Could you write out, word for word, the passage of the article on Bedford County's winter storm response below starting at "- Bedford County Sheriff’s" and ending at "of the challenges."?

Top of TEXT FOR ANALYSIS

Bedford County Mayor Chad Graham praised county departments for their work last week in addressing an unprecedented winter weather event.
“When you have half a foot of snow, combined with temperatures in the teens and single digits, it creates problems,” said Graham. “Our emergency services don’t have the option of shutting down and staying home. In fact, they must work harder than ever to meet emergency needs under less-than-ideal conditions.”
Bedford County’s emergency departments include:
- Bedford County Emergency Management Agency, led by David Kitchens.
- Bedford County Emergency Medical Services, led by Ted Cox.
- Bedford County Fire Department, led by Chief Mark Thomas.
- Bedford County Sheriff’s Office, led by Sheriff Austin Swing; and
- Bedford County E-911 Communications Center, led by Phillip Noel.
Kitchens said the local departments did what needed to be done in spite of the challenges.
“That’s what public safety does,” said Kitchens.
For example, Thomas reported that between Jan. 15 and 21, Bedford County Fire Department responded to 20 medical calls, nine car accidents, seven fires, and two gas leaks, plus one fire call through a mutual aid agreement with Coffee County.
“I was in contact with just about everybody,” said Kitchens, including the Tennessee Emergency Management Agency. “I think it went pretty well.”

Bottom of TEXT FOR ANALYSIS
Top of EXTRACTED ENTRIES

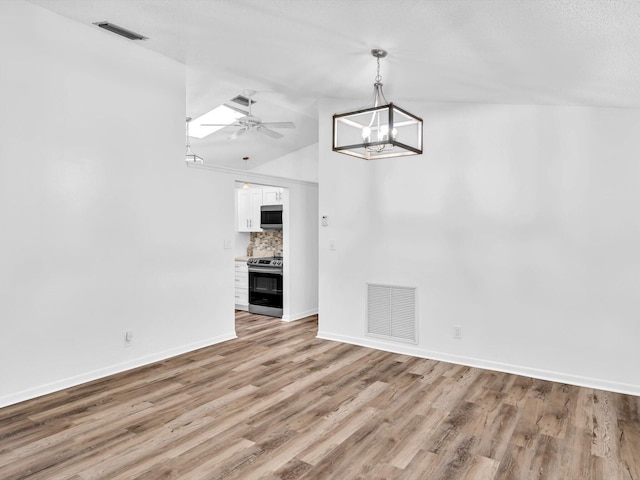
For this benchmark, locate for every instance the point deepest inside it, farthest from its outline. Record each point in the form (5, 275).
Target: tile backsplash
(270, 240)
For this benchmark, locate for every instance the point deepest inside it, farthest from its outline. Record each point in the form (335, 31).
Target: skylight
(222, 116)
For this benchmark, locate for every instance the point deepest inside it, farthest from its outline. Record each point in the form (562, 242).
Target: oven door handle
(265, 270)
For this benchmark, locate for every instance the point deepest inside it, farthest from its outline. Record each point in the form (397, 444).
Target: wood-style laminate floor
(278, 403)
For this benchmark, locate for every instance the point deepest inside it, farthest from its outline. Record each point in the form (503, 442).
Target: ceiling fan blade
(269, 133)
(279, 124)
(237, 133)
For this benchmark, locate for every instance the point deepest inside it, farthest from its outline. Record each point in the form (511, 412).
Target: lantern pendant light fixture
(190, 157)
(381, 130)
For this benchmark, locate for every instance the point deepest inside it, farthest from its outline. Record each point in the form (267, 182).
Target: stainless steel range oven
(265, 286)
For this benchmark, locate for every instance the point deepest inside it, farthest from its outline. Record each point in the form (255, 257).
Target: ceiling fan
(250, 122)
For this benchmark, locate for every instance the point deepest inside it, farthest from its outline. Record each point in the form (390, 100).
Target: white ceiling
(293, 52)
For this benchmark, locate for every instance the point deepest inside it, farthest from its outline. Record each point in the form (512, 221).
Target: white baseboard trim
(69, 382)
(299, 315)
(553, 376)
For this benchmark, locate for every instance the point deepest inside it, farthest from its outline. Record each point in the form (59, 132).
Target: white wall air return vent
(391, 312)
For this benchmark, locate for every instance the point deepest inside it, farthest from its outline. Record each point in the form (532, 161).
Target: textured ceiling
(293, 52)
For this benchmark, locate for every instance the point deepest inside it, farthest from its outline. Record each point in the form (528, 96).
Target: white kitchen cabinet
(242, 285)
(248, 203)
(272, 196)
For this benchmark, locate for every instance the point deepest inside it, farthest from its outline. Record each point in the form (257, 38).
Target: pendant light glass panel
(378, 132)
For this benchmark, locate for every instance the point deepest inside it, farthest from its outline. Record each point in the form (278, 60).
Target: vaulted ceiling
(294, 52)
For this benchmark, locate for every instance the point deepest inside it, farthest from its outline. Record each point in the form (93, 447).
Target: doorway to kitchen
(260, 246)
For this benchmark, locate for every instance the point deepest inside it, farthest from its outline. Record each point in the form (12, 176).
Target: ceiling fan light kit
(190, 157)
(382, 130)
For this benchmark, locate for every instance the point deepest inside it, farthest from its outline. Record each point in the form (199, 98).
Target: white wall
(518, 223)
(103, 228)
(300, 165)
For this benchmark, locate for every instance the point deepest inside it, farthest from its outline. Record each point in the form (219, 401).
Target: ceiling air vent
(242, 100)
(123, 32)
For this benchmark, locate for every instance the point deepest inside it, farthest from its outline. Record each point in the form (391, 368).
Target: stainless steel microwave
(271, 217)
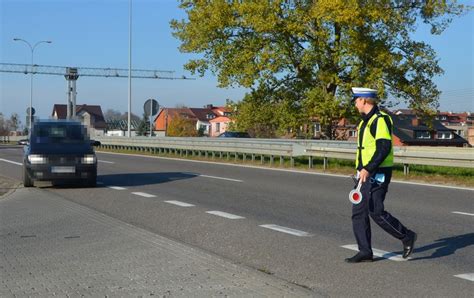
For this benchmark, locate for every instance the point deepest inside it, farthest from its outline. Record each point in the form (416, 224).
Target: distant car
(23, 142)
(59, 151)
(234, 134)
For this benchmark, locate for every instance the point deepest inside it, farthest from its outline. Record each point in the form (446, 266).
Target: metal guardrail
(286, 148)
(409, 155)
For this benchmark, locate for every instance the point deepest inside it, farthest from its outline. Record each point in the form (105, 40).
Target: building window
(423, 135)
(444, 135)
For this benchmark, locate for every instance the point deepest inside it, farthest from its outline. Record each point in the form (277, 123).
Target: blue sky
(94, 33)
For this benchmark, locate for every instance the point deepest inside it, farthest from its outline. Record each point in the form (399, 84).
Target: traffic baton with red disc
(355, 196)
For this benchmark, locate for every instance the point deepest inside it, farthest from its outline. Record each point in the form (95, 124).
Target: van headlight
(36, 159)
(88, 159)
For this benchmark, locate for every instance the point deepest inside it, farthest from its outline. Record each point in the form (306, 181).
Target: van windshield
(58, 133)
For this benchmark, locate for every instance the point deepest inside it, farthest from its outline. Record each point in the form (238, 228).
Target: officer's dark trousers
(373, 196)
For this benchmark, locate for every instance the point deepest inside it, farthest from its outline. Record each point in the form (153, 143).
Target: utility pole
(32, 48)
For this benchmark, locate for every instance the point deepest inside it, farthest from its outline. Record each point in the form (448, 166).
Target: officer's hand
(364, 175)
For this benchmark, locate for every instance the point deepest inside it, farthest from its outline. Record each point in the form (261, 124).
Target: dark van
(59, 151)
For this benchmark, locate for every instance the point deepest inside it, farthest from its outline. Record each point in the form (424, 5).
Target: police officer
(374, 166)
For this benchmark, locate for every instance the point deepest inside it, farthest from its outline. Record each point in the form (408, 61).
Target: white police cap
(363, 92)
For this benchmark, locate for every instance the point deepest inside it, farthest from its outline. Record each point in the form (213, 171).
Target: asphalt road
(295, 226)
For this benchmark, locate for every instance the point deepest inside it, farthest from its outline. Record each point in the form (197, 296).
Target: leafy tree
(180, 126)
(302, 56)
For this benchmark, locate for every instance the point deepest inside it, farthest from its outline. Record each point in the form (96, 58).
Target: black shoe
(409, 245)
(358, 258)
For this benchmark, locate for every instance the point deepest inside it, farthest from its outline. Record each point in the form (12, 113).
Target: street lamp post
(32, 48)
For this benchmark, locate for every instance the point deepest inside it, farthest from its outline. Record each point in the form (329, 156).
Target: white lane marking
(143, 194)
(213, 177)
(286, 230)
(13, 162)
(116, 187)
(285, 170)
(468, 276)
(380, 253)
(221, 178)
(463, 213)
(178, 203)
(105, 161)
(225, 214)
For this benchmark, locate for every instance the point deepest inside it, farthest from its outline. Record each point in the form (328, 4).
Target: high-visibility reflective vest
(366, 149)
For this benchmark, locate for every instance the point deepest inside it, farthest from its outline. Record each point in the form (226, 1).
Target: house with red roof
(90, 115)
(200, 116)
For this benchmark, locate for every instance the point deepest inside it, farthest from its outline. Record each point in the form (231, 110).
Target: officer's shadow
(446, 246)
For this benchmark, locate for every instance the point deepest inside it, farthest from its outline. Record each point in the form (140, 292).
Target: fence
(277, 148)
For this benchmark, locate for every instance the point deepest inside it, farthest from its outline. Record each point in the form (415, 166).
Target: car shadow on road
(140, 179)
(445, 246)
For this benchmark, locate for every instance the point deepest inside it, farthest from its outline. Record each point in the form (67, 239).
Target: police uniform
(375, 154)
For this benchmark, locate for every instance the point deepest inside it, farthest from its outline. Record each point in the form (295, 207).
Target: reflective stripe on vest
(369, 141)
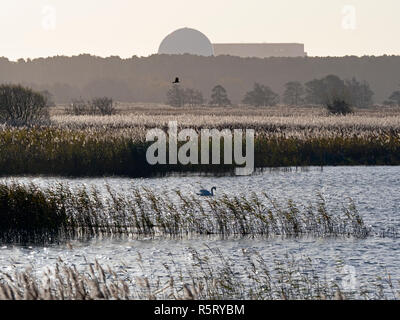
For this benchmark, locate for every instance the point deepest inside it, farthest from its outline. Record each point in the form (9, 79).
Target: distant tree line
(147, 79)
(339, 96)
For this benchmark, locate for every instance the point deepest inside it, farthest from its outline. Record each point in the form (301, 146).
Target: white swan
(206, 193)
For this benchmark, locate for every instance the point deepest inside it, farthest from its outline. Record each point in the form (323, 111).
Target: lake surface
(374, 190)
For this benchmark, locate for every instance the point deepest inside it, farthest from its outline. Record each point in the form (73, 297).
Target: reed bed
(31, 214)
(115, 145)
(287, 278)
(98, 152)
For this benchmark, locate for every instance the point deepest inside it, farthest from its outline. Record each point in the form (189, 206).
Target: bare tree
(20, 106)
(261, 96)
(176, 96)
(103, 106)
(294, 92)
(219, 97)
(193, 97)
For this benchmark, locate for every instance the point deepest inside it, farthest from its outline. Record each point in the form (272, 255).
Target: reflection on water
(375, 191)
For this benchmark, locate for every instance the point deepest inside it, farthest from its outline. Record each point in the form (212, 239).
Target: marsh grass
(98, 152)
(209, 276)
(29, 213)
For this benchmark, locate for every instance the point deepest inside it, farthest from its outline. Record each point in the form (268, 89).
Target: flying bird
(206, 193)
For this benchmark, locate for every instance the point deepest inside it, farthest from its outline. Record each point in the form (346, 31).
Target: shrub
(80, 107)
(97, 106)
(20, 106)
(28, 214)
(103, 106)
(339, 107)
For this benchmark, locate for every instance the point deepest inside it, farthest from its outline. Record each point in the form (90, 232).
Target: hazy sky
(39, 28)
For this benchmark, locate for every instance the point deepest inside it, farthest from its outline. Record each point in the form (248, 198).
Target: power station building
(187, 40)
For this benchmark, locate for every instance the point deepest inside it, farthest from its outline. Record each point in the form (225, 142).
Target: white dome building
(186, 40)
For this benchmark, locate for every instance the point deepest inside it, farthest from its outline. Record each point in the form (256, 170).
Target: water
(374, 190)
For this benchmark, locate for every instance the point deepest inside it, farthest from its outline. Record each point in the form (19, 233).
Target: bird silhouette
(206, 193)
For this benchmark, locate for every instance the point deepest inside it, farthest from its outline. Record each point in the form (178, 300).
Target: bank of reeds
(208, 277)
(67, 152)
(28, 213)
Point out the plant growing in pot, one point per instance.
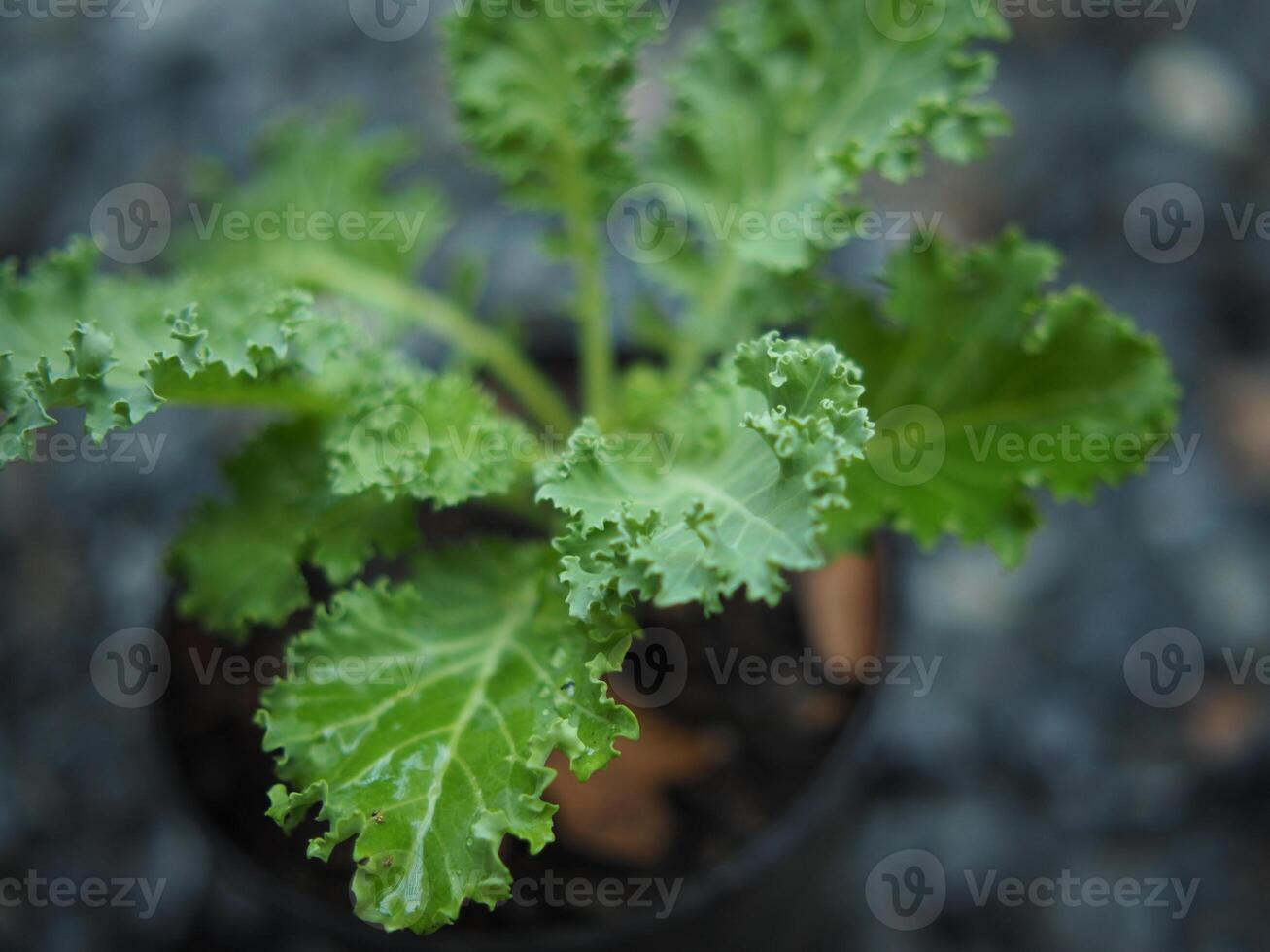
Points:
(782, 451)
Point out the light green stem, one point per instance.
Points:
(447, 320)
(592, 305)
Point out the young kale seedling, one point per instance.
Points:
(778, 108)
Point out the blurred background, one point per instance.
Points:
(1030, 756)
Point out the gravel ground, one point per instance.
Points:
(1030, 758)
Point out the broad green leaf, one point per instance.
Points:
(119, 347)
(434, 438)
(781, 108)
(319, 191)
(241, 559)
(432, 745)
(984, 386)
(733, 493)
(540, 95)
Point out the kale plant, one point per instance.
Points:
(780, 107)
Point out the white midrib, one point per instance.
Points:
(503, 637)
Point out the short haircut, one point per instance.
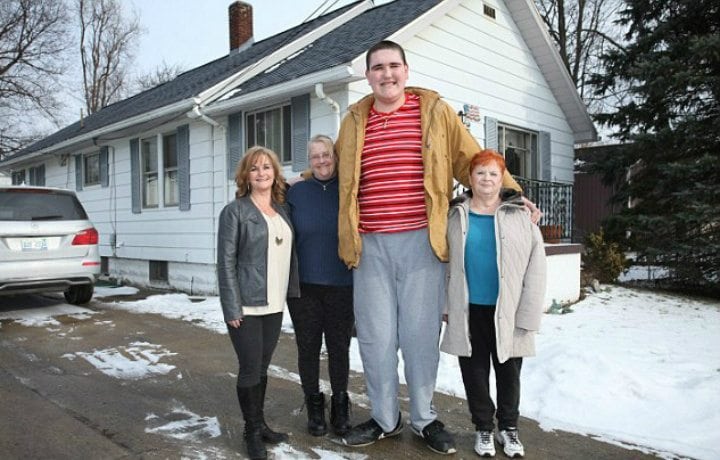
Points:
(485, 157)
(322, 139)
(384, 45)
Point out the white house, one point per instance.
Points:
(155, 170)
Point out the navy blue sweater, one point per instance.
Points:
(314, 214)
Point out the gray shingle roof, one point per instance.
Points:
(185, 86)
(345, 43)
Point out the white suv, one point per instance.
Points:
(47, 243)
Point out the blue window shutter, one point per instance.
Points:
(135, 176)
(104, 178)
(183, 151)
(78, 172)
(300, 107)
(545, 156)
(491, 138)
(234, 143)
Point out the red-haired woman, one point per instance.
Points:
(496, 289)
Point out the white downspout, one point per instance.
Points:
(196, 113)
(334, 106)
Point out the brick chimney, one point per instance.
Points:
(241, 34)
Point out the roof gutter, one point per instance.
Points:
(292, 87)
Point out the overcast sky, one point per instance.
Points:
(190, 33)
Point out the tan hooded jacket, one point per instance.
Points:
(447, 148)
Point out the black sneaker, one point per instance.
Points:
(437, 438)
(369, 432)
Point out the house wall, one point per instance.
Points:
(472, 59)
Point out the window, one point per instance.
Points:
(171, 189)
(37, 175)
(519, 147)
(271, 129)
(91, 168)
(148, 153)
(18, 177)
(158, 270)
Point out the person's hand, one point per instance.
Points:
(294, 180)
(535, 213)
(236, 323)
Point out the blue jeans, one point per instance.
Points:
(398, 293)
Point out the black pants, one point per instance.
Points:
(254, 342)
(322, 310)
(476, 375)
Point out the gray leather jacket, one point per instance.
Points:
(242, 258)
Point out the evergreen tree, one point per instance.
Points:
(669, 121)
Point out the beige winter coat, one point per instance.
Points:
(522, 271)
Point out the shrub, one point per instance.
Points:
(603, 260)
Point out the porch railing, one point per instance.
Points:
(555, 200)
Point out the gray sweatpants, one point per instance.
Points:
(399, 285)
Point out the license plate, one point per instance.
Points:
(34, 244)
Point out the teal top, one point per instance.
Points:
(481, 259)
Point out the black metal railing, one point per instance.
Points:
(554, 199)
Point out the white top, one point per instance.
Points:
(278, 275)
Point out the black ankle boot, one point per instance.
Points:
(249, 398)
(315, 404)
(340, 413)
(268, 435)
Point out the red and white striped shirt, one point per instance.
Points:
(392, 195)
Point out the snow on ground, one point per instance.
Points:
(627, 366)
(136, 361)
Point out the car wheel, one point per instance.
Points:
(78, 295)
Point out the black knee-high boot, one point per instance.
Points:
(340, 413)
(250, 404)
(268, 434)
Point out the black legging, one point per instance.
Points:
(476, 375)
(322, 310)
(254, 342)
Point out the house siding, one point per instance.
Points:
(471, 59)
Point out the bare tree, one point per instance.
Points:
(163, 73)
(582, 30)
(33, 34)
(107, 43)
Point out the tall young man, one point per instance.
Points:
(399, 150)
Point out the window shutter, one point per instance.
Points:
(234, 143)
(78, 172)
(300, 107)
(135, 176)
(491, 140)
(545, 156)
(104, 177)
(183, 151)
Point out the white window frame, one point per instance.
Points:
(284, 152)
(527, 154)
(147, 174)
(86, 175)
(169, 173)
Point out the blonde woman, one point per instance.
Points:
(257, 271)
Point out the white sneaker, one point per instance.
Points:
(484, 444)
(511, 442)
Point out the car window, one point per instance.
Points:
(33, 204)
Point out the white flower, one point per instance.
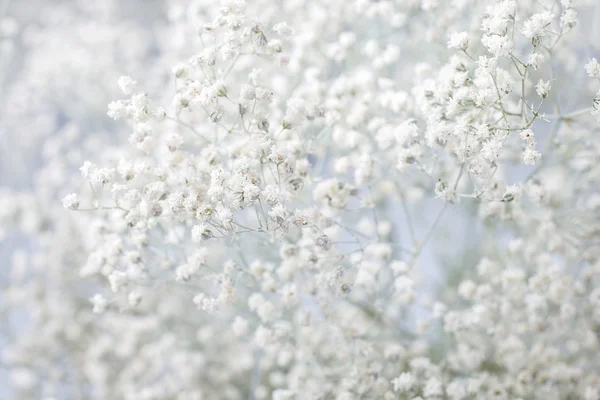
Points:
(282, 29)
(543, 88)
(530, 156)
(593, 68)
(126, 84)
(535, 60)
(403, 383)
(201, 233)
(459, 40)
(71, 201)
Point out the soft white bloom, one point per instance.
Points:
(543, 88)
(593, 68)
(71, 201)
(126, 84)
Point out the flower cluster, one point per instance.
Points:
(302, 203)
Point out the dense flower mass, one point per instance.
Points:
(305, 199)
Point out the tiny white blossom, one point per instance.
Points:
(593, 68)
(71, 201)
(126, 84)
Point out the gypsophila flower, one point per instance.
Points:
(338, 210)
(126, 84)
(535, 60)
(543, 88)
(593, 68)
(71, 201)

Bottom of EXTRACTED ENTRIES

- [SOLUTION FOR THIS PROBLEM]:
- Bedford County Sheriff’s Office, led by Sheriff Austin Swing; and
- Bedford County E-911 Communications Center, led by Phillip Noel.
Kitchens said the local departments did what needed to be done in spite of the challenges.